The 50 countries in the list were chosen because they’re a representative sample of countries around the world. They also encompass 75% of the world’s population. So who made it to the top? Here are the countries with the highest ratings on the SPI (click to zoom). A full list is available on the SPI website.
There are a handful of important trends that we can glean from the index. Almost all of the wealthiest countries do poorly on the ecosystem sustainability component. “The U.S., Canada, and Australia are all struggling with that environmental measure generally,” notes Green. Also, he says, “although economic growth is broadly correlated with social progress, there are departures from that.” One example: Costa Rica (12) performs much better than South Africa (39), even though they have a similar GDP.
While the U.K. and Sweden didn’t perform well on the United Nations Human Development Index, they are at the top of the SPI because they have top marks across the three foundations measured by the index.
Governments are already paying attention to the index. This month, Paraguay agreed to incorporate the SPI into its national development framework. But Heather Hancock, managing partner of talent and brand at Deloitte, says that the index will be useful in the business world as well. “We believe this will help businesses have a framework to articulate their own impact,” she says. “We have been having this conversation in a more generic way over the past two and a half to three years about how business can better articulate the purpose that it serves–how business can collectively shape influence and be a co-collaborator in some of the bigger social progress issues.”
Deloitte reported in a recent Millenial Innovation Survey that 71% of millennials think that business innovations can directly improve society. The SPI framework could help businesses articulate exactly how their services benefit society–and in the process, gain some credibility among social impact-minded customers.

- - -

*DO THIS:* Reproduce the passage about the Social Progress Index word for word, starting with "There are a" and going on through "a similar GDP.".

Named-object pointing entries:
- - -

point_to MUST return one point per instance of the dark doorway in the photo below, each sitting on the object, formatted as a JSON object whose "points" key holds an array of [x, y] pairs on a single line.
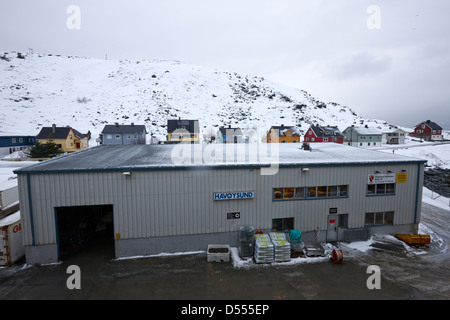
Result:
{"points": [[86, 229]]}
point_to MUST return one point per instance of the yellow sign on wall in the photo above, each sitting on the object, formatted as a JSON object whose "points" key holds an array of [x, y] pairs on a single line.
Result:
{"points": [[402, 177]]}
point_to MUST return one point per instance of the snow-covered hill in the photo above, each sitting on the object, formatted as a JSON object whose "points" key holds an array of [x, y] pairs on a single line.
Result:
{"points": [[38, 90]]}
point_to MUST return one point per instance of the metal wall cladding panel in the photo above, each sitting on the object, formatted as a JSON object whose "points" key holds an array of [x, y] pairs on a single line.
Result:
{"points": [[179, 202]]}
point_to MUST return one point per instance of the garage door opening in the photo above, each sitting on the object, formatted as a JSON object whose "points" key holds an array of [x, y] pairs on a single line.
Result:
{"points": [[85, 230]]}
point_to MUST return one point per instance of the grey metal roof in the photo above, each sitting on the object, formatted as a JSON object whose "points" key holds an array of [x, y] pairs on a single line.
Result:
{"points": [[188, 156], [123, 128]]}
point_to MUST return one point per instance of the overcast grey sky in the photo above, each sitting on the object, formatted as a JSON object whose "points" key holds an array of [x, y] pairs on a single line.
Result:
{"points": [[385, 59]]}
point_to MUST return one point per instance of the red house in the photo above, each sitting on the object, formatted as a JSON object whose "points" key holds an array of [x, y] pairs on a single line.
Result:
{"points": [[428, 130], [318, 133]]}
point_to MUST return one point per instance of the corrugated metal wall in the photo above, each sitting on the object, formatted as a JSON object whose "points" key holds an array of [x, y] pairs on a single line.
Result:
{"points": [[177, 202]]}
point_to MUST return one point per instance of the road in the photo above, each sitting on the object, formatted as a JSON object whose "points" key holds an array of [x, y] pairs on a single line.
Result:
{"points": [[406, 273]]}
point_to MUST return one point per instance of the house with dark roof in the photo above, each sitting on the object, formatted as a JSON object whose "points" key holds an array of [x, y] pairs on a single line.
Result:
{"points": [[283, 134], [393, 136], [66, 138], [180, 130], [123, 134], [317, 133], [230, 135], [428, 130], [362, 136]]}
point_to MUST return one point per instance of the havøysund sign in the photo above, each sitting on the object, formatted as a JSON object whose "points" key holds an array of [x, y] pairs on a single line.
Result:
{"points": [[234, 195]]}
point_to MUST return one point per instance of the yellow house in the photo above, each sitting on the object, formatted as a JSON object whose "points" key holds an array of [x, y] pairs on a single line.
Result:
{"points": [[67, 138], [183, 131], [282, 134]]}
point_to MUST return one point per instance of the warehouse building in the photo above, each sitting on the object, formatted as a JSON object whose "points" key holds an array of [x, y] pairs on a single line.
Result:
{"points": [[148, 199]]}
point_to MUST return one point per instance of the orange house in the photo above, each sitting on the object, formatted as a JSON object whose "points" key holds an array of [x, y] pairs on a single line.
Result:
{"points": [[66, 138], [283, 134]]}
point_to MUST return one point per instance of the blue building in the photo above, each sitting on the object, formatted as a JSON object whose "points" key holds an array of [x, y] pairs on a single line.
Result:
{"points": [[13, 143], [124, 134]]}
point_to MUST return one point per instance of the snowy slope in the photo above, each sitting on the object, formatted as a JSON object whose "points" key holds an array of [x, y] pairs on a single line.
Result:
{"points": [[40, 90]]}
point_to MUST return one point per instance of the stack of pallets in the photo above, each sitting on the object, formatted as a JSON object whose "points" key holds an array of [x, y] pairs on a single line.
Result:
{"points": [[282, 247], [263, 249]]}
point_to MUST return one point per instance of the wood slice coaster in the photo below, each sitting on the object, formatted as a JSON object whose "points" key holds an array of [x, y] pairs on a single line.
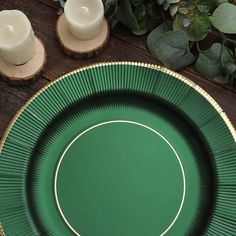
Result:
{"points": [[28, 70], [81, 48]]}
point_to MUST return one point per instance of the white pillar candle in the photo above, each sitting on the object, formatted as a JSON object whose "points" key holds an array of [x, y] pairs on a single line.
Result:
{"points": [[17, 40], [84, 18]]}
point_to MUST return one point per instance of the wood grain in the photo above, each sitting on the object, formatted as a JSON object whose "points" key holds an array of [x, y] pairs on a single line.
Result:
{"points": [[123, 46]]}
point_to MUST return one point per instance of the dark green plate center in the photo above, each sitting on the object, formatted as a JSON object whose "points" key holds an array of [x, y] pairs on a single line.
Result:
{"points": [[120, 174]]}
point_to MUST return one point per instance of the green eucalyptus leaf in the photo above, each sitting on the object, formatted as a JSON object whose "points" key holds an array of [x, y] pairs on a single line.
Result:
{"points": [[172, 49], [208, 6], [140, 12], [210, 62], [198, 29], [154, 36], [224, 18]]}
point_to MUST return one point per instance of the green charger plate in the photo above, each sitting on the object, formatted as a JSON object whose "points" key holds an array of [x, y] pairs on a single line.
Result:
{"points": [[126, 149]]}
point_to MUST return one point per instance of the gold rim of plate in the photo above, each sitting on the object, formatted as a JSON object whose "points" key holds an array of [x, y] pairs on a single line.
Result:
{"points": [[178, 76]]}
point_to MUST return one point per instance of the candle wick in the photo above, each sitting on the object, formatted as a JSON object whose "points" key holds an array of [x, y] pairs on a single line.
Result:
{"points": [[84, 10], [9, 29]]}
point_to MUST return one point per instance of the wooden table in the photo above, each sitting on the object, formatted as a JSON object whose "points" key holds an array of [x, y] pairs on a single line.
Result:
{"points": [[123, 46]]}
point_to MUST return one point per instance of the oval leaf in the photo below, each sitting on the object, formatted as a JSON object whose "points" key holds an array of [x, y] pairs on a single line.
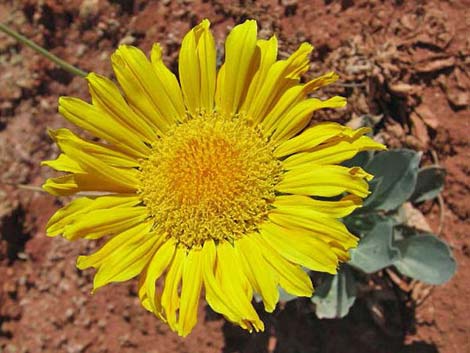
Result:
{"points": [[375, 250], [334, 297], [426, 258], [395, 173], [429, 184]]}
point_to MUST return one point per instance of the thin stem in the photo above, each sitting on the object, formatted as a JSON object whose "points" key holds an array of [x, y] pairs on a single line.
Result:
{"points": [[61, 63]]}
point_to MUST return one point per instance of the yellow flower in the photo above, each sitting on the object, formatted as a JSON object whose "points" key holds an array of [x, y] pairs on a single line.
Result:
{"points": [[207, 183]]}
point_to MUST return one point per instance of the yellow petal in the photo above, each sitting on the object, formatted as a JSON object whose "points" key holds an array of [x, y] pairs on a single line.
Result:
{"points": [[310, 138], [240, 48], [334, 152], [171, 95], [234, 283], [298, 117], [214, 295], [105, 153], [261, 277], [334, 209], [98, 223], [127, 179], [72, 183], [197, 68], [281, 76], [144, 90], [290, 98], [266, 50], [170, 296], [327, 229], [100, 124], [326, 181], [127, 261], [291, 276], [107, 97], [296, 246], [321, 81], [130, 237], [190, 292], [64, 163], [158, 264]]}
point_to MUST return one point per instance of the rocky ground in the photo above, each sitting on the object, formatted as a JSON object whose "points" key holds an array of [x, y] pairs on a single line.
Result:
{"points": [[404, 63]]}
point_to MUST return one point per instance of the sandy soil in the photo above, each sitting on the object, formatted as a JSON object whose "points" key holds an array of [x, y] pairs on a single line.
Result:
{"points": [[407, 60]]}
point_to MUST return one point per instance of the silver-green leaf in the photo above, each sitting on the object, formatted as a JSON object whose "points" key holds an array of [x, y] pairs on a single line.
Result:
{"points": [[335, 295], [395, 173], [426, 258], [429, 184], [375, 250]]}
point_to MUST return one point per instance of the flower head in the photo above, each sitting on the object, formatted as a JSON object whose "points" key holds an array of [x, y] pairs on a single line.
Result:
{"points": [[210, 182]]}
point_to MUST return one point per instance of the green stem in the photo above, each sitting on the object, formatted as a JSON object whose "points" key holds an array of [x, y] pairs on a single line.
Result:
{"points": [[61, 63]]}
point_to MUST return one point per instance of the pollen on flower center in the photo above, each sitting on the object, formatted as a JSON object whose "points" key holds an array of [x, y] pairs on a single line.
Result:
{"points": [[209, 178]]}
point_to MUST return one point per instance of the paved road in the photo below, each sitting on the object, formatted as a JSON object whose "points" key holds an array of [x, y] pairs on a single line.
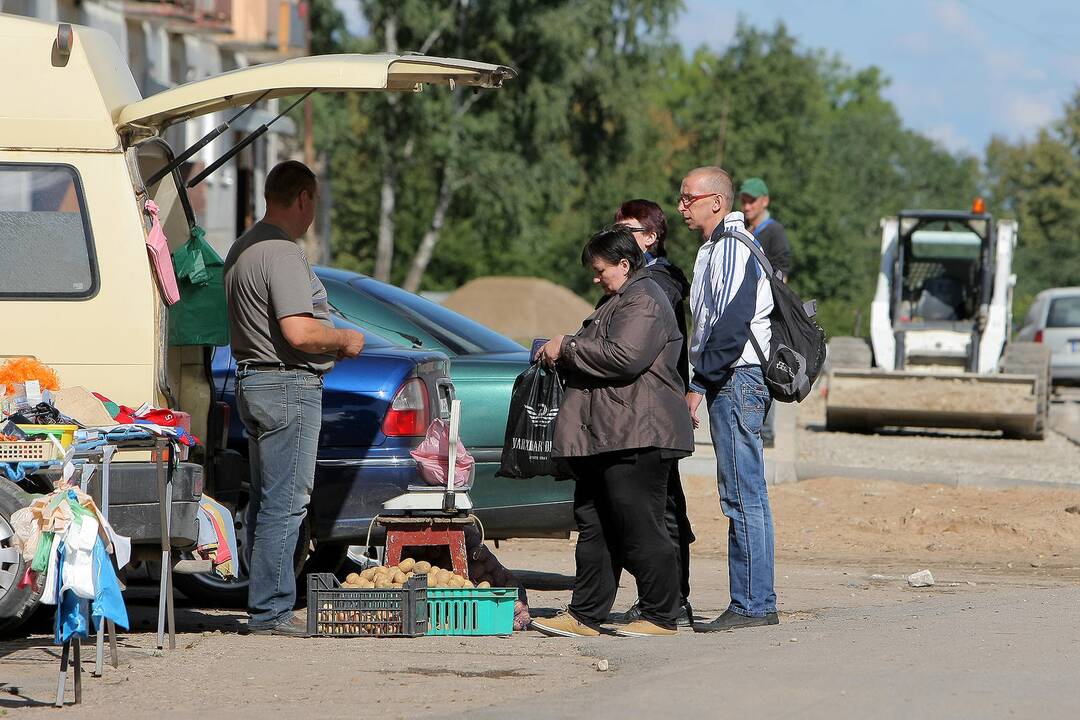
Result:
{"points": [[1011, 653]]}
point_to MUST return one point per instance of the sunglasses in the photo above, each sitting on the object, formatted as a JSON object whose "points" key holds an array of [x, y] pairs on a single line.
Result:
{"points": [[686, 201]]}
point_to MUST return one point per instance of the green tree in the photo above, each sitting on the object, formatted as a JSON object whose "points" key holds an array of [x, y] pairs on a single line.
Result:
{"points": [[1038, 182], [483, 182]]}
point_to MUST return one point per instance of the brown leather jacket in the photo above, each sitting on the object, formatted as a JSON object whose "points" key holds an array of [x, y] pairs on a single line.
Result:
{"points": [[623, 390]]}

- - -

*RESULT OF THIS TASK:*
There are a handful of important trends that we can glean from the index. Almost all of the wealthiest countries do poorly on the ecosystem sustainability component. “The U.S., Canada, and Australia are all struggling with that environmental measure generally,” notes Green. Also, he says, “although economic growth is broadly correlated with social progress, there are departures from that.” One example: Costa Rica (12) performs much better than South Africa (39), even though they have a similar GDP.